Tag Archives: Karl Marx

The Russian Revolution: A New History … Some Reflections Upon Visiting Europe

The Cathedral of Trier, Germany, with its mix of Gothic and Baroque architectures, built with bricks dating back to the Roman era. A grand symbol of Christianity which towered over the home of Karl Marx’s youth, just a few blocks away.

 

From the Christianity Along the Rhine blog series….

My elderly Scottish friend was looking a bit agitated, after she came walking back from viewing the statue of the (in)famous author of The Communist Manifesto

My wife and I were waiting for our bus to pick us up after taking a walking tour of Trier, Germany. It was our last stop on our week-long cruise down the Rhine River, in October of 2025, which included an extra day or so traveling up the Moselle River, which flows into the Rhine. Trier is located up the Moselle River, close to the border with Luxembourg.

Trier is a very ancient city, going back to Roman times. Emperor Constantine, of the 4th century, spent a good bit of time there. Since Constantine, the influence of Christianity can be felt in Trier, with several large churches and a cathedral rising prominently above the city. As we left the plaza where the city cathedral was, we made our way to find our bus near the Porta Nigra, a wonderfully well preserved Roman gate to the old city.

While waiting for the bus, our tour guide pointed out an unassuming storefront with what looked like an apartment above it. Our tour guide told us that Karl Marx had lived in this apartment in the 19th century, until he was about 17 years old.

Who would have thought that one of the greatest masterminds of social change in the modern era grew up above a storefront like this one….

 

Karl Marx’ childhood home in Trier, Germany. Across the street from Porta Nigra, one of most well preserved architectural artifacts dating back to the Roman era.

 

Karl Marx infamously remarked that “religion was the opiate of the masses.” I do wonder if Marx’s experience living in Trier, with its massive cathedral only a few blocks away, had influenced him somehow to have such a negative view of Christianity. Marx’s parents were nominally Jewish when they grew up, but Marx’s father converted to Lutheranism just before young Karl’s birth, not because the father had a genuine faith experience, but rather because it allowed the father to retain his career as a lawyer in a predominantly Christian city.

Just down the street from Porta Nigra, I spotted an interesting statue about a block away. We had about fifteen minutes before our bus would arrive, so I went to check out this statue.

I passed a member of our group walking back from the statue, a sweet older lady from Scotland. My wife and I enjoyed several dinners together on our Viking longship with this lady and her Scottish husband during our week together on the Rhine River.

**GIVEN INFORMATION:**

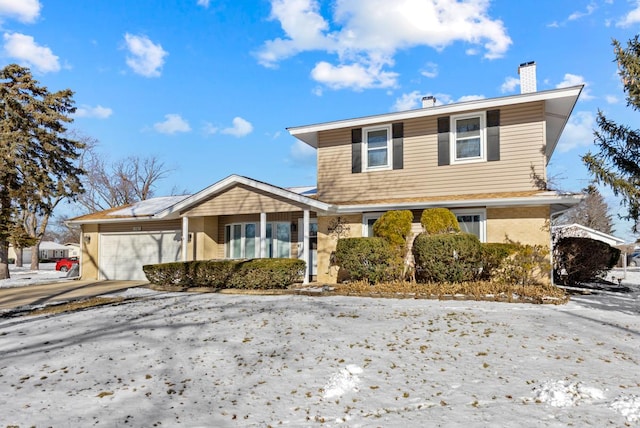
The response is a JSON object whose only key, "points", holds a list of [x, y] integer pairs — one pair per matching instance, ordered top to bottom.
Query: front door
{"points": [[313, 245]]}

**SET TASK 1:** According to the Trier travel post, why did Marx's father convert to Lutheranism?
**SET TASK 2:** Retype the stretch of the Trier travel post from "Who would have" through "artifacts dating back to the Roman era.".
**SET TASK 3:** Name every country that the Trier travel post mentions.

**RESULT 1:** He converted so he could keep his career as a lawyer in a predominantly Christian city, not because of a genuine faith experience.

**RESULT 2:**
Who would have thought that one of the greatest masterminds of social change in the modern era grew up above a storefront like this one….

 

Karl Marx’ childhood home in Trier, Germany. Across the street from Porta Nigra, one of most well preserved architectural artifacts dating back to the Roman era.

**RESULT 3:** Germany, Luxembourg, Scotland